#### Problem requirements:
Copy out every line of the data that follows, exactly.

Point localization data:

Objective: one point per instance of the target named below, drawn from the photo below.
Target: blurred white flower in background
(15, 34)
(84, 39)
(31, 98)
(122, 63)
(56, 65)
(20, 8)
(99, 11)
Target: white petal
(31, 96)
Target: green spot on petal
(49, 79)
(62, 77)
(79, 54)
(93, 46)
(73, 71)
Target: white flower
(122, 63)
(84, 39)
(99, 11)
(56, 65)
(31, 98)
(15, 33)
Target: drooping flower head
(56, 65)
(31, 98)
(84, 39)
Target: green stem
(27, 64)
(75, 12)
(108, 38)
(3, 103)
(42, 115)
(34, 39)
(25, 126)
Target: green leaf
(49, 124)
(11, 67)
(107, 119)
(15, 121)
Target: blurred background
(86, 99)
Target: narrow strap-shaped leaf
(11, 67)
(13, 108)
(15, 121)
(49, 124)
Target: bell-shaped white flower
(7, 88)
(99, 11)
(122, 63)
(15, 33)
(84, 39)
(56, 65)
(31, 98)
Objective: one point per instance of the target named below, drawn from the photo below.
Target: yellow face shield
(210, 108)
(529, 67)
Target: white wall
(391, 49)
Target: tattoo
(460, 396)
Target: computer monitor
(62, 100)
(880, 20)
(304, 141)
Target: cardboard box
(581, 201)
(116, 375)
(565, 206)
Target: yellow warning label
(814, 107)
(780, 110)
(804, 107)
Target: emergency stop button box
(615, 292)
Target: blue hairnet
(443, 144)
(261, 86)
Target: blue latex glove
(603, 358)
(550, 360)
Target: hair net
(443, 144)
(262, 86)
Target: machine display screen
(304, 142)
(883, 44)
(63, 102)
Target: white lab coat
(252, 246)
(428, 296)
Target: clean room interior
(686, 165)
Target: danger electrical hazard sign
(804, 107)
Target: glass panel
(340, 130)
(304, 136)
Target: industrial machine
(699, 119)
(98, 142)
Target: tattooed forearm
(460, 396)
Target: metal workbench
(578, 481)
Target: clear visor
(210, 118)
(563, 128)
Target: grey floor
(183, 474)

#### Problem solution:
Objective: one point per instance of the target named below, drawn from the photo below.
Target: blurred white flower in background
(15, 34)
(84, 39)
(31, 98)
(122, 63)
(56, 65)
(20, 8)
(99, 11)
Target: white petal
(31, 96)
Target: green spot on petal
(49, 79)
(62, 77)
(79, 54)
(93, 46)
(73, 71)
Target: white flower
(122, 63)
(84, 39)
(99, 11)
(56, 65)
(31, 98)
(15, 33)
Target: drooping flower head
(56, 65)
(31, 98)
(84, 39)
Target: green stem
(27, 64)
(75, 12)
(108, 38)
(3, 103)
(42, 115)
(34, 39)
(25, 126)
Target: green leaf
(49, 124)
(11, 67)
(107, 119)
(15, 121)
Target: blurred background
(86, 99)
Target: narrow strap-shaped leaf
(11, 67)
(13, 108)
(15, 121)
(49, 124)
Target: bell-shaped white flower
(7, 88)
(99, 11)
(122, 63)
(15, 33)
(84, 39)
(56, 65)
(31, 98)
Objective: one point per instance of the target named below, drawn from the photo below.
Target: yellow face shield
(210, 108)
(529, 67)
Target: white wall
(391, 49)
Target: tattoo
(460, 396)
Target: computer monitor
(62, 100)
(880, 20)
(304, 141)
Target: cardboard box
(581, 201)
(116, 375)
(565, 206)
Target: yellow warning label
(814, 107)
(780, 110)
(804, 107)
Target: emergency stop button box
(615, 292)
Target: blue hairnet
(443, 144)
(261, 86)
Target: blue latex glove
(603, 358)
(550, 360)
Target: hair net
(443, 144)
(262, 86)
Target: machine display screen
(304, 142)
(883, 44)
(63, 102)
Target: white lab coat
(252, 246)
(428, 296)
Target: clean room interior
(686, 165)
Target: danger electrical hazard sign
(804, 107)
Target: glass panel
(340, 130)
(304, 136)
Target: industrial machine
(699, 119)
(98, 142)
Target: tattooed forearm
(460, 396)
Target: metal workbench
(578, 481)
Target: clear visor
(210, 118)
(563, 128)
Target: grey floor
(183, 474)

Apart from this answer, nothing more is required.